TEXT BLOCK
Reducer memory exceeded

octavian.ganea Sun, 18 Jan 2015 05:47:45 -0800

Hi,

Please help me with this problem. I would really appreciate your help !


I am using spark 1.2.0. I have a map-reduce job written in spark in the
following way:

val sumW = splittedTrainingDataRDD.map(localTrainingData => LocalSGD(w,
localTrainingData, numeratorCtEta, numitorCtEta, regularizer,
0.2).reduce((w1,w2) => {w1.add(w2); w2.clear; w1}) 

Here, w is trove TLongDoubleHashMap containing no more than 50 million
elements (in RAM this is ~ 15 GB). w1.add(w2) does addition of the values of
the same key, for each key of both maps.

My initial configuration is:
    conf.set("spark.cores.max", "16")
    conf.set("spark.akka.frameSize", "100000")
    conf.set("spark.executor.memory", "120g")

PROVIDED RECORDS

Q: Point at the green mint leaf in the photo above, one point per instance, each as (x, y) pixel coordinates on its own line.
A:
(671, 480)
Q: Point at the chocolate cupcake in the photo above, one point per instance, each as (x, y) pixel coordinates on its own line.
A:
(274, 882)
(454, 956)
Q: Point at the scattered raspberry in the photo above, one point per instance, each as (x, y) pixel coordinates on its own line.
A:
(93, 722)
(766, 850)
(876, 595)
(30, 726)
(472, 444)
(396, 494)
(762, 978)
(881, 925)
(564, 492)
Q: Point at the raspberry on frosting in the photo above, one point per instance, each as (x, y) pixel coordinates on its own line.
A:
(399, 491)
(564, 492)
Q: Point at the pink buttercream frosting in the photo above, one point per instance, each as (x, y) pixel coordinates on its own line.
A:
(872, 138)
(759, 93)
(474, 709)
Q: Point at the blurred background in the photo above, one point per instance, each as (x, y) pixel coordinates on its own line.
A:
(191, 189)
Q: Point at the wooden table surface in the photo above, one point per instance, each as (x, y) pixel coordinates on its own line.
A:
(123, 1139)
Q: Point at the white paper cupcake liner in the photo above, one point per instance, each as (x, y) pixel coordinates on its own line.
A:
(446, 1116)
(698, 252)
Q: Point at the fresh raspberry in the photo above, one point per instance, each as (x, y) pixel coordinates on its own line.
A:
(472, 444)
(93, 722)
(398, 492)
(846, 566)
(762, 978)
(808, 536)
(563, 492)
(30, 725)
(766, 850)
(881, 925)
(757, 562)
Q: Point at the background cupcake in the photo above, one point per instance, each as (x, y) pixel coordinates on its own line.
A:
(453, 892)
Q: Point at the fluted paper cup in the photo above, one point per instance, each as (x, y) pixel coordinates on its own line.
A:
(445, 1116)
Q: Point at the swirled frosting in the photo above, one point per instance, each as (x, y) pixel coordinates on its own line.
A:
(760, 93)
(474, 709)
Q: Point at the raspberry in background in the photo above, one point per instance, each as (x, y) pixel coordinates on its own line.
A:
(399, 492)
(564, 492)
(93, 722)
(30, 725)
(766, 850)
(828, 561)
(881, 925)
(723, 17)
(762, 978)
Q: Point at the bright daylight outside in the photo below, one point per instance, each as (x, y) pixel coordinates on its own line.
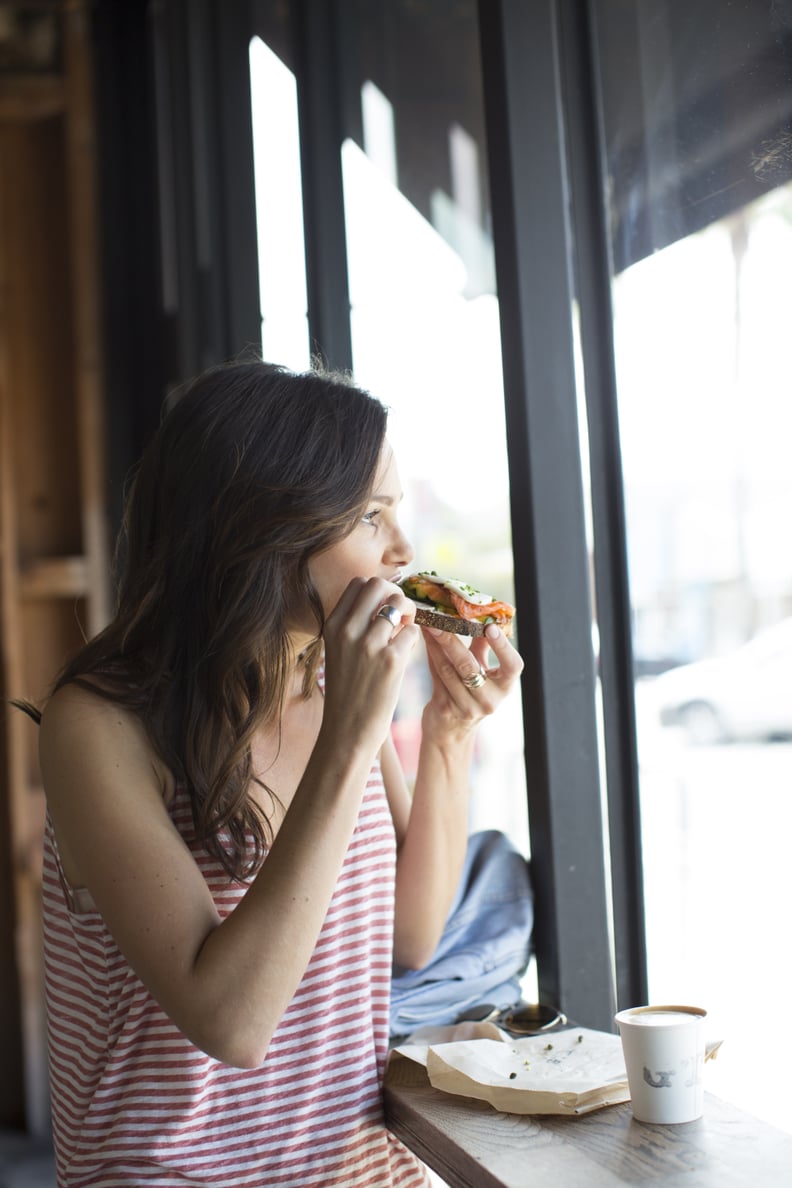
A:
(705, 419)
---
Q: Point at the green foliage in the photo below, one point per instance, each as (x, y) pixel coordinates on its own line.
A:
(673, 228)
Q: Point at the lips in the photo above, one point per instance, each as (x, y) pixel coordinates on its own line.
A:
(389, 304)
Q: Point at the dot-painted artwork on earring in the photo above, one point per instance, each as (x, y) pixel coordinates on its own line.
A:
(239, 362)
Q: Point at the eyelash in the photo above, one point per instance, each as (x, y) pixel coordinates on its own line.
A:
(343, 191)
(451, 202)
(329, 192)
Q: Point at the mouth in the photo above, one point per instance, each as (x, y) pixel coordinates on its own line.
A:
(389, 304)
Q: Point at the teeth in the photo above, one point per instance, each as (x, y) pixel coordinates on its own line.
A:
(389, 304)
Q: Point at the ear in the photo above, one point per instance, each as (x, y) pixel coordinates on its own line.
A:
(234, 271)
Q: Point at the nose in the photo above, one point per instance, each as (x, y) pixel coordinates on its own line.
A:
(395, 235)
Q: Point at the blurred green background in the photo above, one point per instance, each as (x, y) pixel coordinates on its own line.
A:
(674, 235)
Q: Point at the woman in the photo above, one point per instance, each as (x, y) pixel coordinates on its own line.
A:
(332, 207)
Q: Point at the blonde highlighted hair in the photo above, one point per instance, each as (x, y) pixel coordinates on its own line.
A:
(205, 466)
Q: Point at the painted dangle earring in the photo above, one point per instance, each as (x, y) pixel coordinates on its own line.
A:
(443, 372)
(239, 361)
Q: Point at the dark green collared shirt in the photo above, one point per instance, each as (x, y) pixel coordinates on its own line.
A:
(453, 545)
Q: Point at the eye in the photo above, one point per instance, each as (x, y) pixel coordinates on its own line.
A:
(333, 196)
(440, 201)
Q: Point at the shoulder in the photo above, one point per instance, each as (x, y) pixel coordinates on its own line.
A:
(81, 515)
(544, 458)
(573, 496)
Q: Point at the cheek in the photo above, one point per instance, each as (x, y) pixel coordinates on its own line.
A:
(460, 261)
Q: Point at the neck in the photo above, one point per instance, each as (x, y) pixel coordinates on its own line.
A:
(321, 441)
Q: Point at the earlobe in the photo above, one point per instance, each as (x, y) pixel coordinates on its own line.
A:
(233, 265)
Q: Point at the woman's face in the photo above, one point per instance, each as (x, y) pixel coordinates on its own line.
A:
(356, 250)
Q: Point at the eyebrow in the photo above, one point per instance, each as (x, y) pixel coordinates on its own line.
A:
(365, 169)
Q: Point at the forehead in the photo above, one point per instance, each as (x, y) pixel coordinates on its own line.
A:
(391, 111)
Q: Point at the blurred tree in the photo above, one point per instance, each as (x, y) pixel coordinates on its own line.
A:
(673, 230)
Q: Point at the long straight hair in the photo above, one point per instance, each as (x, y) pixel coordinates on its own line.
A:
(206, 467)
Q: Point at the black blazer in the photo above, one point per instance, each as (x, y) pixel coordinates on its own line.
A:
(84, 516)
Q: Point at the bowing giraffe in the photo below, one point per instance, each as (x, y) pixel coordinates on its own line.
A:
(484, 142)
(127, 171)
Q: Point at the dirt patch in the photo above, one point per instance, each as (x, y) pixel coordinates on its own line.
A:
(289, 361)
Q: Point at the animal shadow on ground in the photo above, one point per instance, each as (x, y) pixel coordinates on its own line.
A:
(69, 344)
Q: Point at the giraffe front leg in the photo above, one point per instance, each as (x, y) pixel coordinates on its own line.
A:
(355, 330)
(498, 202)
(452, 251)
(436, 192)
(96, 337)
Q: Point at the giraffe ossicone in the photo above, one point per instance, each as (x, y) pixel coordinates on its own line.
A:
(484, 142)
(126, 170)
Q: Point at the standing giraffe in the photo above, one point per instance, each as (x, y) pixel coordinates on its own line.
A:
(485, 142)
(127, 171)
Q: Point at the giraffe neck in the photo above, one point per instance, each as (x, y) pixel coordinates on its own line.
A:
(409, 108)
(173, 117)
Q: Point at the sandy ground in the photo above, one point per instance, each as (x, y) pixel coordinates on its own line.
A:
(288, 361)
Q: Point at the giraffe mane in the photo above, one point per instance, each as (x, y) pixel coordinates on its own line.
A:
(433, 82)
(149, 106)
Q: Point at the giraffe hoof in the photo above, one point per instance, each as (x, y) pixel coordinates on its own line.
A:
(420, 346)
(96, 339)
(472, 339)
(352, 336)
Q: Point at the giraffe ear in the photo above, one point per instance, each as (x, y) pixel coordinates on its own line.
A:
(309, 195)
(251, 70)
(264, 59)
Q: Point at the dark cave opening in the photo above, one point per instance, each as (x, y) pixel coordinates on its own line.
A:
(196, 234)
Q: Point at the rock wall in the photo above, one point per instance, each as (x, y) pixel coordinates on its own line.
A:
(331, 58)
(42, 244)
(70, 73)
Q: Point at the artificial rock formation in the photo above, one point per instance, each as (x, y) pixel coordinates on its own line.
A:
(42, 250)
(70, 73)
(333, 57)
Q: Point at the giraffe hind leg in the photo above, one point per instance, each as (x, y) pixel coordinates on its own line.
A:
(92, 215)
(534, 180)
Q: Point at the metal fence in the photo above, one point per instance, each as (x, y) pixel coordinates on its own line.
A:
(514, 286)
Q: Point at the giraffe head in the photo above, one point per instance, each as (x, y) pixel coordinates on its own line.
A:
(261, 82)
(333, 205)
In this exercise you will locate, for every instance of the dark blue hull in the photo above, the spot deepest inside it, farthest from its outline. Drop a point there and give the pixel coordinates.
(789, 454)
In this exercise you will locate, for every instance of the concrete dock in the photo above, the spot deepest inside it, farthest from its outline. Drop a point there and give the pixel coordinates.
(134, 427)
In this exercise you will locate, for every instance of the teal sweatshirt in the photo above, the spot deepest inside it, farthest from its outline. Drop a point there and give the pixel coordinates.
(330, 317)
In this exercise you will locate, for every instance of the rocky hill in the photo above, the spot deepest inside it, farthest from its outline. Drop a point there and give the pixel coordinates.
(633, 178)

PROBLEM TO WORK ON
From the forum post about reducer memory, list every configuration property set in the initial configuration, with the value given for each. Base your answer only on the forum post about reducer memory, not on the listing.

RESPONSE TO THE TASK
- spark.cores.max: "16"
- spark.akka.frameSize: "100000"
- spark.executor.memory: "120g"